(Position annotation records)
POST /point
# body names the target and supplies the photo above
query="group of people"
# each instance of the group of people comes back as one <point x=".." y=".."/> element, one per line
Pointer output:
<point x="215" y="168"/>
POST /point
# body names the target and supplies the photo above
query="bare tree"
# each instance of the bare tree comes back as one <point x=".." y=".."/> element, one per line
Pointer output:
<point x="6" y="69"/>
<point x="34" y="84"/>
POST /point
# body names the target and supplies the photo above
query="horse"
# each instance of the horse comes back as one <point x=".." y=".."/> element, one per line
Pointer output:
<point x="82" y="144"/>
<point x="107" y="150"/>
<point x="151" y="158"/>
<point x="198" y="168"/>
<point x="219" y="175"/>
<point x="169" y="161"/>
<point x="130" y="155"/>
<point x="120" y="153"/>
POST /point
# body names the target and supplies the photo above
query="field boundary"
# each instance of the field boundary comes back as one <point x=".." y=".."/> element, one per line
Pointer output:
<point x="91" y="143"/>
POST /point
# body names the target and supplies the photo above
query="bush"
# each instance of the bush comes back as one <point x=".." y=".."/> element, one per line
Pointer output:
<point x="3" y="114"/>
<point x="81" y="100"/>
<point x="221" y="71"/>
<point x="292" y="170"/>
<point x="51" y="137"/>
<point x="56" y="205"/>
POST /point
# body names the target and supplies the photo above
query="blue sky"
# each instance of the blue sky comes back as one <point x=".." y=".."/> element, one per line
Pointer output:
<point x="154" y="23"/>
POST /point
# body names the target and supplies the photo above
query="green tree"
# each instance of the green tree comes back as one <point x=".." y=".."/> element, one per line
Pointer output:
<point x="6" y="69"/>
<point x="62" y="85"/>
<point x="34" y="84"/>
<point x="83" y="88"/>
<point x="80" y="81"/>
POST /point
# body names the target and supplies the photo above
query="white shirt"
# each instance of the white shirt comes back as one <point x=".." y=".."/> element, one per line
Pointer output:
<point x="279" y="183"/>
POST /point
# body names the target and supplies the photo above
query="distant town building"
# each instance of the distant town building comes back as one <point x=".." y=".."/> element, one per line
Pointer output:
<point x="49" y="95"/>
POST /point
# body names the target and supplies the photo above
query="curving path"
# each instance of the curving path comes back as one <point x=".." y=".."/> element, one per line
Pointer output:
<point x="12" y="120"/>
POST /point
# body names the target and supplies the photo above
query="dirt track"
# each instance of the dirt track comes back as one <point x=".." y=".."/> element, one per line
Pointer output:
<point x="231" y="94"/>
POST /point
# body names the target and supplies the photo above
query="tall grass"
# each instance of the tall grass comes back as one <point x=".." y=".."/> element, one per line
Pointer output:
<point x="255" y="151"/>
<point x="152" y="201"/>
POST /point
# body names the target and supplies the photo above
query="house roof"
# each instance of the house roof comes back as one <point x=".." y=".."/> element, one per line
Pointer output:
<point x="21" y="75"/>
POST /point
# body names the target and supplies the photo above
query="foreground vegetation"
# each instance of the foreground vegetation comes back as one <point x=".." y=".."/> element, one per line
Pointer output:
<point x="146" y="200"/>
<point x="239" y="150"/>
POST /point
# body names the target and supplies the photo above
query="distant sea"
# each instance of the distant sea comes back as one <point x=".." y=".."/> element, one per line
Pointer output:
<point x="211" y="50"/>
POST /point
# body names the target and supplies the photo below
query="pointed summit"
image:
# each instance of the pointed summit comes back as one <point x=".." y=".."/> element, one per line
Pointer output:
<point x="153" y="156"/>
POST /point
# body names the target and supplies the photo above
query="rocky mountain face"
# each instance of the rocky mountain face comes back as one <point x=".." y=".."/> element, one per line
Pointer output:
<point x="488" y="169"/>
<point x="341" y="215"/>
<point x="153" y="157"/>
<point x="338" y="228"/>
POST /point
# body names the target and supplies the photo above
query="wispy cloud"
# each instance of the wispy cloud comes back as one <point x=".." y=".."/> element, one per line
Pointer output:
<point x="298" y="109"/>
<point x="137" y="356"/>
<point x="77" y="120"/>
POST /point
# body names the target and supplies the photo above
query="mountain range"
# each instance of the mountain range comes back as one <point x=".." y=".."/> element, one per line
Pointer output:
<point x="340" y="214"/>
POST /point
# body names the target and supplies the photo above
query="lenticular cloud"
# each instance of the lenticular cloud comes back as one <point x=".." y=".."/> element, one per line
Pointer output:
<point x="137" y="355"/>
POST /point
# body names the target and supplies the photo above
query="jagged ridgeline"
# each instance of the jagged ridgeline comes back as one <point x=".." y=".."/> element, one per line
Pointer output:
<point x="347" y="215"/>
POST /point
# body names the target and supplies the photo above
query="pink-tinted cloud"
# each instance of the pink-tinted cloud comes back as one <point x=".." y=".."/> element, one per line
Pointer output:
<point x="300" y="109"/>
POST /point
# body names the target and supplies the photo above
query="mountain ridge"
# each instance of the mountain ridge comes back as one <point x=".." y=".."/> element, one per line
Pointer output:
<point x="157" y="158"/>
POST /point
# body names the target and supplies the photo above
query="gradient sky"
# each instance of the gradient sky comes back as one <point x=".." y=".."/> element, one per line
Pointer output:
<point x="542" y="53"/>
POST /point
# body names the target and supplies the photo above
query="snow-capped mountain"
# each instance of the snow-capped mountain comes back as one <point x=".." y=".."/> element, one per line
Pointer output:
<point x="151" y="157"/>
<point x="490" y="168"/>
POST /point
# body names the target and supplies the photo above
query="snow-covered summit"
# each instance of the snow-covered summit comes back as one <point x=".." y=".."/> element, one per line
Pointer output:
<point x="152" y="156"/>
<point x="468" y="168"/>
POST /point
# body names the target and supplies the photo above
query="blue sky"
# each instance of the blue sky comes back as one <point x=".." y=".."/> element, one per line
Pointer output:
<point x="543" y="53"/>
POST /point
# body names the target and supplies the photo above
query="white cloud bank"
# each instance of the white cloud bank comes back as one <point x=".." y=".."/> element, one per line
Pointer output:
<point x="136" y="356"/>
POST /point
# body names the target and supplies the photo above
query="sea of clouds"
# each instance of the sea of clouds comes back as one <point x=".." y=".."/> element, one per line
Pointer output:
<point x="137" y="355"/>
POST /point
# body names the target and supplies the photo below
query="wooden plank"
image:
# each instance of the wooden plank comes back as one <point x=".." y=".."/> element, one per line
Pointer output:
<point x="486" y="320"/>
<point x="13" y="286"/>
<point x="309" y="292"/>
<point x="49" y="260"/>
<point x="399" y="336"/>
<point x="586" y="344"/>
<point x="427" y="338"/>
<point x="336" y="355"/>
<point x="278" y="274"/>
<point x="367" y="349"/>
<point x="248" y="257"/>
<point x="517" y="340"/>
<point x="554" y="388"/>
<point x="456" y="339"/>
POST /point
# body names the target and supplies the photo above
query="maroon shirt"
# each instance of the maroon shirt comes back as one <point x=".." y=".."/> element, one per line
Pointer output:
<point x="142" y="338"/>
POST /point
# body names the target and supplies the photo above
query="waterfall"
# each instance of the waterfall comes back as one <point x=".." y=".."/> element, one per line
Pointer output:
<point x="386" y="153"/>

**Aim**
Count the lines in the records above that contain the case-sensitive string "capped". Reply with the number only.

**Answer for this exercise**
2